◆ Complete the following ◆
a) Copy the passage of the text on Tdap vaccination between "So, how can" and "every 10 years.", inclusive, word for word.
b) Proceed with the text on a technician's role in Tdap vaccination, picking up after its final sentence.
*** Supplied text ***
A Technician’s Role in TDAP Vaccination and Preventative Care


“Are you up to date on your Tetanus shot?”. A question perhaps not very commonly asked in a Pharmacy; customers may even be surprised to hear this coming from a healthcare provider in the Pharmacy! But here is the thing; this is a very important question that is often overlooked in the dispensary. Some of you may be thinking what does the Tetanus shot have to do with Pharmacy? And I would love to share that with you!

Two years ago, I made it my mission to screen as many people for the Tetanus shot as possible. So much so, that this became my implementation project for my continuing education! Why did this come up? Well, our store was faced with dispensing medication to an entire family infected with Pertussis. That’s right, Whooping Cough. The savage illness with the weird name that for some reason in my mind was something only my parents got..

What is Whooping Cough? Whooping cough (pertussis) is a highly contagious respiratory tract infection. In many people, it’s marked by a severe hacking cough followed by a high-pitched intake of breath that sounds like “whoop. ” It is a very serious respiratory (in the lungs and breathing tubes) infection caused by the pertussis bacteria. It can cause violent coughing fits. Whooping cough is most harmful for young babies and can be deadly. Sounds scary right? That’s because – it is.

In 2005, two new vaccine products were licensed for use in adolescents and adults that combine the tetanus and diphtheria toxoids with acellular pertussis (Tdap) vaccine. These vaccines are the first acellular pertussis containing vaccines that make it possible to vaccinate adolescents and adults against pertussis. This means that prior to this (and even sometimes after) patients may have only had a vaccination against Tetanus and Diptheria, and not Pertussis.

So, how can Technicians help? We can ask patients if they have had a Tetanus shot within the last 10 years. Though many respond with an answer of uncertainty, a quick Netcare check under the patient’s vaccine history would reveal if the patient is up to date or not! You will often find that patients may have had only the T/D portion of the vaccination (and not the Pertussis), had a tDAP greater than or equal to 10 years ago, or no records at all. Once Technicians recognize patient eligibility, they can then flag this information for a Pharmacist to speak with the patient to complete an assessment. NACI Guidelines recommends this vaccine be boosted once every 10 years.
*** End of Supplied text ***
*** Dataset content ***
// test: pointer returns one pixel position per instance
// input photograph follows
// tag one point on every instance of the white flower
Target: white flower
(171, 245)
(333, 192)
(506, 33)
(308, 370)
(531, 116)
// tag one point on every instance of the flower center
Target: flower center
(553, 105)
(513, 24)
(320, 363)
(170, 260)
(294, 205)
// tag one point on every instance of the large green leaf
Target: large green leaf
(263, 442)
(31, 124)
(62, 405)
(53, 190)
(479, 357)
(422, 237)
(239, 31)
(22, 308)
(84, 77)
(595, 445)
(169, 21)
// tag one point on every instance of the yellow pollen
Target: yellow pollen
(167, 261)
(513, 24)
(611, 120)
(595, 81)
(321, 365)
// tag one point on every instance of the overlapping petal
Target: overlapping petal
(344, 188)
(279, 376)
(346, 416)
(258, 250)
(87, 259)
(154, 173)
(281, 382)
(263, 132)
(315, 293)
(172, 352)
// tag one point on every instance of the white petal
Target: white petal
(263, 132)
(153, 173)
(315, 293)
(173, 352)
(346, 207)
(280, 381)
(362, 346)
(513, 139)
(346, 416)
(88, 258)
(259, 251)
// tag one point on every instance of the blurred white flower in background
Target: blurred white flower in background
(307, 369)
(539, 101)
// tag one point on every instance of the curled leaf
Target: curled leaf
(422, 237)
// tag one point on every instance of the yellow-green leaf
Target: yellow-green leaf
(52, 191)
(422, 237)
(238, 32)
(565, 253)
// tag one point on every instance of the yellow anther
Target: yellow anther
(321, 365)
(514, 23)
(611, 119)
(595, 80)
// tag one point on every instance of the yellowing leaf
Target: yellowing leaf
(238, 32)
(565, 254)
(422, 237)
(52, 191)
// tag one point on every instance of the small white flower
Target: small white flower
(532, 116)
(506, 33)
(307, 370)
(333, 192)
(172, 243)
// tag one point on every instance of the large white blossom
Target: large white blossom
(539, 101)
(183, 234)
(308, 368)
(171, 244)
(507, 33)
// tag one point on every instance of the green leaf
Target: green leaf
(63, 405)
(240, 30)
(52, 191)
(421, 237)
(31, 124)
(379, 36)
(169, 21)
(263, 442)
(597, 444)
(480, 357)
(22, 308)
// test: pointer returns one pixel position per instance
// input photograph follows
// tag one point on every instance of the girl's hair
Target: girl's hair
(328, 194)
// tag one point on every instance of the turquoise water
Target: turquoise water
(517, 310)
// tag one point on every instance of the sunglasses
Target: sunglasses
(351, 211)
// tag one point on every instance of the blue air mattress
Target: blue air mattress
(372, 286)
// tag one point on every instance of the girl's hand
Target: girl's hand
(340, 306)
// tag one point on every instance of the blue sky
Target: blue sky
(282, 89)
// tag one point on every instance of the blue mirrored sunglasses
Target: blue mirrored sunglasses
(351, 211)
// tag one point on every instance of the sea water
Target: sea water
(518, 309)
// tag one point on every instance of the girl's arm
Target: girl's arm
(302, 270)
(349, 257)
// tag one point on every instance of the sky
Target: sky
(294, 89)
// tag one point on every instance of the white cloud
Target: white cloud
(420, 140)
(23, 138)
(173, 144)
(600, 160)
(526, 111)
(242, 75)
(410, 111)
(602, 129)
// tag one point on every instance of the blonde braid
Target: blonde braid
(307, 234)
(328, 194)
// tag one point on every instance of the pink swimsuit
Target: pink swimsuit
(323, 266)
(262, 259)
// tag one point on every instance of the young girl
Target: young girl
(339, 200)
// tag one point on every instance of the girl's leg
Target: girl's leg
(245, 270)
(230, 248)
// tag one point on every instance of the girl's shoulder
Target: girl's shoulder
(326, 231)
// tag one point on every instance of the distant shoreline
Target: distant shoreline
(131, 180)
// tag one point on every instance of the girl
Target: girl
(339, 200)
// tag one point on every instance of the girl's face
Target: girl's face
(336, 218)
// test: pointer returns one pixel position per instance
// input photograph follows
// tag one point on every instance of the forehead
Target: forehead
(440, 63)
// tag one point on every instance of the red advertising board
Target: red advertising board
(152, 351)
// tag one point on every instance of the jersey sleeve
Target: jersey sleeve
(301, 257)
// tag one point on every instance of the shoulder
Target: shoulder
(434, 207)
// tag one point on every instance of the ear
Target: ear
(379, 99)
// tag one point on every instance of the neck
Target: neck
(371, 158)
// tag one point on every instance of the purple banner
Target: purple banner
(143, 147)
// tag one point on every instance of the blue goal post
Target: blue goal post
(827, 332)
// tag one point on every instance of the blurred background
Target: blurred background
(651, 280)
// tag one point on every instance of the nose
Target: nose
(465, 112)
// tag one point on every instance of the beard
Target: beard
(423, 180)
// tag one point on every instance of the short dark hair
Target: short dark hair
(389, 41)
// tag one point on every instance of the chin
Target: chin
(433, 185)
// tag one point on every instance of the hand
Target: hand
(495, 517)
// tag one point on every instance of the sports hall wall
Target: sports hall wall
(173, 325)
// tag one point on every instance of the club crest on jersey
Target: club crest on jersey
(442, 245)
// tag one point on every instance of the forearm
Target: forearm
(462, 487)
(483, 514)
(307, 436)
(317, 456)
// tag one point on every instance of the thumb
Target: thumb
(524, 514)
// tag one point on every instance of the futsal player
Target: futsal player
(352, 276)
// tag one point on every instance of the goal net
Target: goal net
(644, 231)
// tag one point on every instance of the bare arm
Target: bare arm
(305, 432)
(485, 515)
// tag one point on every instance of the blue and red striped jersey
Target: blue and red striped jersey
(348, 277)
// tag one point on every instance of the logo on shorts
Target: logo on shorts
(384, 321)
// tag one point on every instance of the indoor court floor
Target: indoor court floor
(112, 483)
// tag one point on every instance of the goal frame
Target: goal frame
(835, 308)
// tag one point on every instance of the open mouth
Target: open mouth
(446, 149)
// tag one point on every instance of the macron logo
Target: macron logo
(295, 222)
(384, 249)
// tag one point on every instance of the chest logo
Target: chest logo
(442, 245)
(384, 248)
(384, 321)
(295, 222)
*** End of Dataset content ***
◆ Answers for this exercise ◆
a)
So, how can Technicians help? We can ask patients if they have had a Tetanus shot within the last 10 years. Though many respond with an answer of uncertainty, a quick Netcare check under the patient’s vaccine history would reveal if the patient is up to date or not! You will often find that patients may have had only the T/D portion of the vaccination (and not the Pertussis), had a tDAP greater than or equal to 10 years ago, or no records at all. Once Technicians recognize patient eligibility, they can then flag this information for a Pharmacist to speak with the patient to complete an assessment. NACI Guidelines recommends this vaccine be boosted once every 10 years.

b)
Adacel is a vaccination that is available through most pharmacy suppliers. It includes the Tetanus, Diphtheria and Pertussis protection. Some private insurance plans even cover the cost of this vaccination, to be direct billed in the pharmacy! Adacel is a Schedule 1 drug however, and it does require a Pharmacist with APA to write a prescription. If the injection is completed in a pharmacy, a notification can then be documented and sent to your local public health office to be uploaded onto Netcare. Completing this assessment, prescribing, vaccine delivery, and a concise/complete vaccination history accessible by all healthcare providers equals better health outcomes for our patients both now, and in the future. Pertussis is a very real risk and (interestingly timed) as I write this, there is a Pertussis outbreak in our Alberta Health Services Zone (*crying emoji*).

When Pharmacists and Pharmacy Technicians champion preventive care, patients have better health outcomes. Whether you’re screening for vaccinations or performing other health screenings for at-risk patients, these simple services become an added value to each patient who we interact with. This is why it’s so very important for pharmacy teams to work to their full scope of practice – so Pharmacists and Pharmacy Technicians have the chance to perform and complete these very critical steps in Preventative Care.

I hope this discussion about vaccines, preventative care, and the very important role of the Technician has left you motivated and inspired. I will however leave you with this one very important question… “Are YOU up to date on YOUR Tetanus shot?!”

About Lindsay

Lindsay began her career as a Pharmacy Assistant in 2010. Since then she has obtained a diploma in Medical Lab Technology from NAIT, and also became licensed as a Registered Pharmacy Technician with the Alberta College of Pharmacy in 2016. She currently practices at Sandstone IDA in Blackfalds, AB.

One reply on “A Technician’s Role in TDAP Vaccination and Preventative Care”

Jenn Beansays:

What a perfect example of how Pharmacy Technicians greatly impact the health of Albertans. It’s also a great reminder of how “easy” implementation can be; something that you do everyday in your practice. Great article and topic, well done!!